To say the least, an improvement limited to five sectors and two months does not carry much conviction.
It should, perhaps, be added that the most recent manufacturing employment data available - preliminary figures for the third quarter of last year - show that the decline in the numbers at work in manufacturing that started in the second quarter of 2001 is still continuing. Employment in this sector is now 13 per cent (32,000) below its peak level of the first quarter of 2001. Since that time, improvements in productivity have been achieved simply by shedding labour.
It may well be the case that output in manufacturing, and in the economy generally, will recover during the course of the current year. But in the absence of strong evidence of a general European recovery, and with the still-rising euro inhibiting sales to the US, this process may take longer than some have imagined.
Furthermore, despite the shedding of manufacturing labour in the past three years, a full year is likely to elapse between the start of a significant recovery in output and a recovery in the level of manufacturing employment.
It is not generally realised that the increase of almost one-third in Irish manufacturing employment that occurred between 1988 and 2001 was quite exceptional in the industrialised world. During the past 25 to 30 years manufacturing employment has fallen everywhere in Europe except in Ireland, Portugal and Greece - in most countries by 30 to 40 per cent. Generally, these drastic reductions in manufacturing employment have been more than offset by increased employment in services, although in Germany, Spain, Sweden, Finland and Belgium the growth of services employment has been insufficient to secure any net increase in total employment.
We can expect some recovery in manufacturing employment here in 2005 as Ireland with the rest of Europe emerges from the recent recession. But, given our reduced competitiveness due to domestic inflation, and the disappearance of the advantage we temporarily enjoyed because of the initial under-valuation of the euro, as well as the emergence of more acute competition for industrial investment from eastern Europe and south-east Asia, it may be optimistic to think that manufacturing employment will in future exceed the exceptional level attained at the height of our boom just three years ago.
Indeed the latest ESRI/FÁS Manpower Forecast envisages manufacturing employment in the year 2010 falling slightly short of its 2001 level.
Will the services sector take up whatever slack may be left by a future slowdown in the growth of manufacturing employment here? Our experience during the closing stages of the Celtic Tiger period offers some encouragement in this respect, for between the first quarter of 1998 and the fourth quarter of 2001 employment in the market services sector grew by 120,000 - a six times greater figure than the increase in manufacturing employment in that period.

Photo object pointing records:
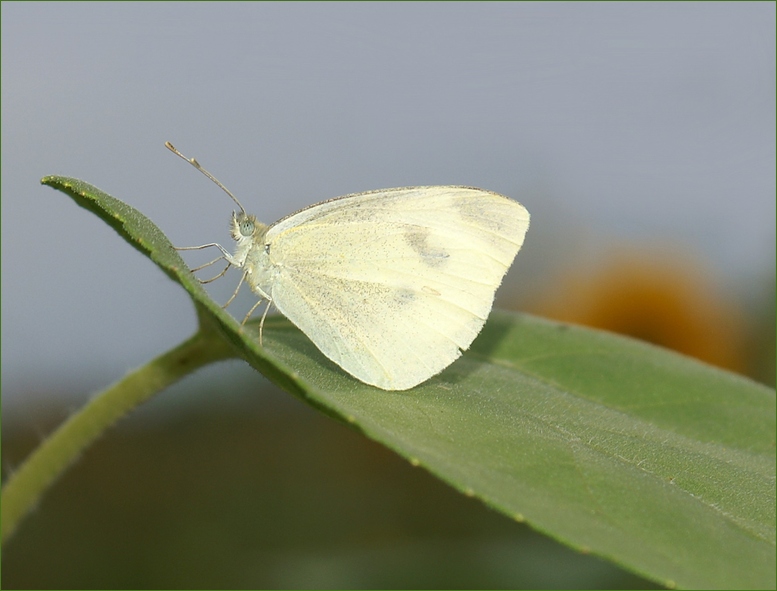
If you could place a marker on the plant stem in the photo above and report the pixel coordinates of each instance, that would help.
(26, 486)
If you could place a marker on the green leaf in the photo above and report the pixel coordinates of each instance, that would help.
(615, 447)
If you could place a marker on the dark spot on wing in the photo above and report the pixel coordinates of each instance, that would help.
(418, 239)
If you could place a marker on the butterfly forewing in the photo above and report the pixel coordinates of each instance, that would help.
(392, 285)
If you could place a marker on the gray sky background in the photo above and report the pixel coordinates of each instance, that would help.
(610, 122)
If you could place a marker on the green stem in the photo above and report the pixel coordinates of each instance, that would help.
(62, 448)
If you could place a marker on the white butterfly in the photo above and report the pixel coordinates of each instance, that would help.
(391, 285)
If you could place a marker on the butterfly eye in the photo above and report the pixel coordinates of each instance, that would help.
(247, 227)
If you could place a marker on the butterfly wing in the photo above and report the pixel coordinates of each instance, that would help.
(392, 285)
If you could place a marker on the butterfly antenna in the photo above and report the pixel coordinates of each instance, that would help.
(196, 165)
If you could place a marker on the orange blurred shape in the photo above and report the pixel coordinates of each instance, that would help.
(660, 298)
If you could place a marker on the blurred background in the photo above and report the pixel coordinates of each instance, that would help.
(640, 136)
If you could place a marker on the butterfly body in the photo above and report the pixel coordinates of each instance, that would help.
(391, 285)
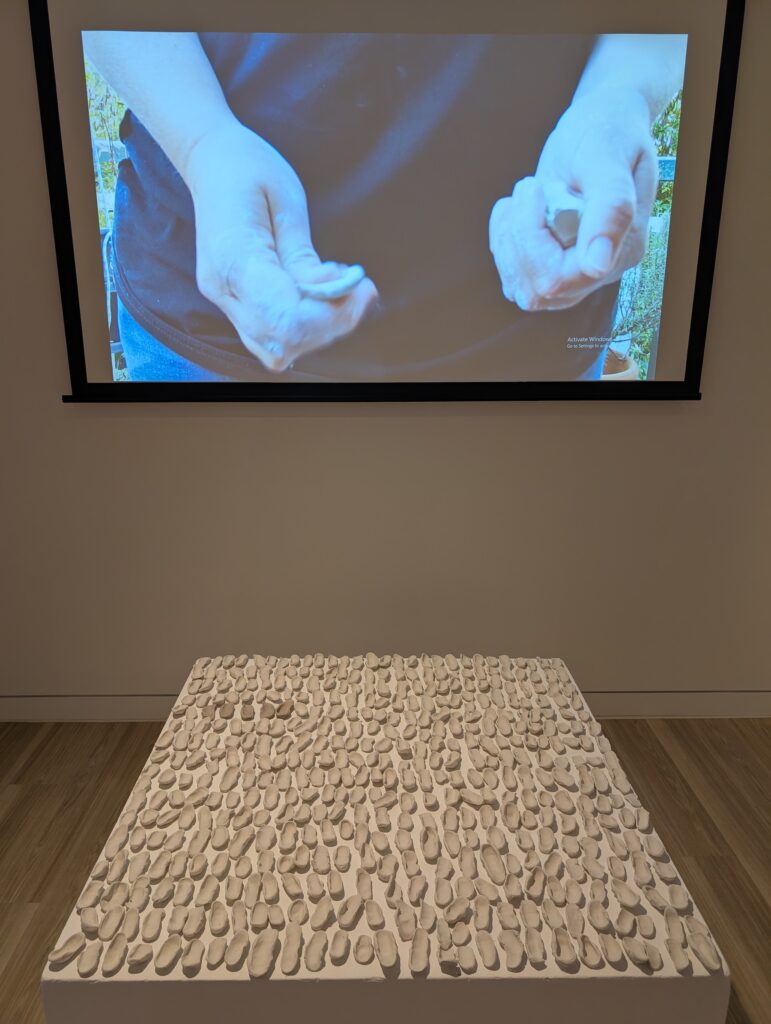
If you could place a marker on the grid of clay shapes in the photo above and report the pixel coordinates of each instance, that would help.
(383, 816)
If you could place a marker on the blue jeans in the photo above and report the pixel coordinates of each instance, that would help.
(147, 359)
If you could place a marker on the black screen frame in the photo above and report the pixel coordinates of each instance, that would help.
(84, 390)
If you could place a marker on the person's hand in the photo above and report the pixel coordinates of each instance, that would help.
(601, 150)
(254, 250)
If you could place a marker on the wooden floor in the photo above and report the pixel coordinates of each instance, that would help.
(707, 783)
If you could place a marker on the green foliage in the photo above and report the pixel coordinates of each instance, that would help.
(641, 290)
(640, 299)
(105, 112)
(666, 129)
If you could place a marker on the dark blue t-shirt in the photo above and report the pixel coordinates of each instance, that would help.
(403, 142)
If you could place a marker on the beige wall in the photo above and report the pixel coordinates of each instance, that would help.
(632, 540)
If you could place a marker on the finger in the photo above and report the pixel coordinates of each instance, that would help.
(316, 324)
(610, 204)
(277, 326)
(646, 180)
(528, 258)
(291, 226)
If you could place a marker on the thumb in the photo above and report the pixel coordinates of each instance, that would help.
(289, 215)
(610, 202)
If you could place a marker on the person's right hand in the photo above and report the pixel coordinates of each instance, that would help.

• _TASK TO CARRY OUT_:
Translate this sentence from the passage on Irish manufacturing employment into Spanish: "Indeed the latest ESRI/FÁS Manpower Forecast envisages manufacturing employment in the year 2010 falling slightly short of its 2001 level."

• _WRITTEN ANSWER_:
De hecho, la última previsión de mano de obra de ESRI/FÁS prevé que el empleo manufacturero en el año 2010 se quede ligeramente por debajo de su nivel de 2001.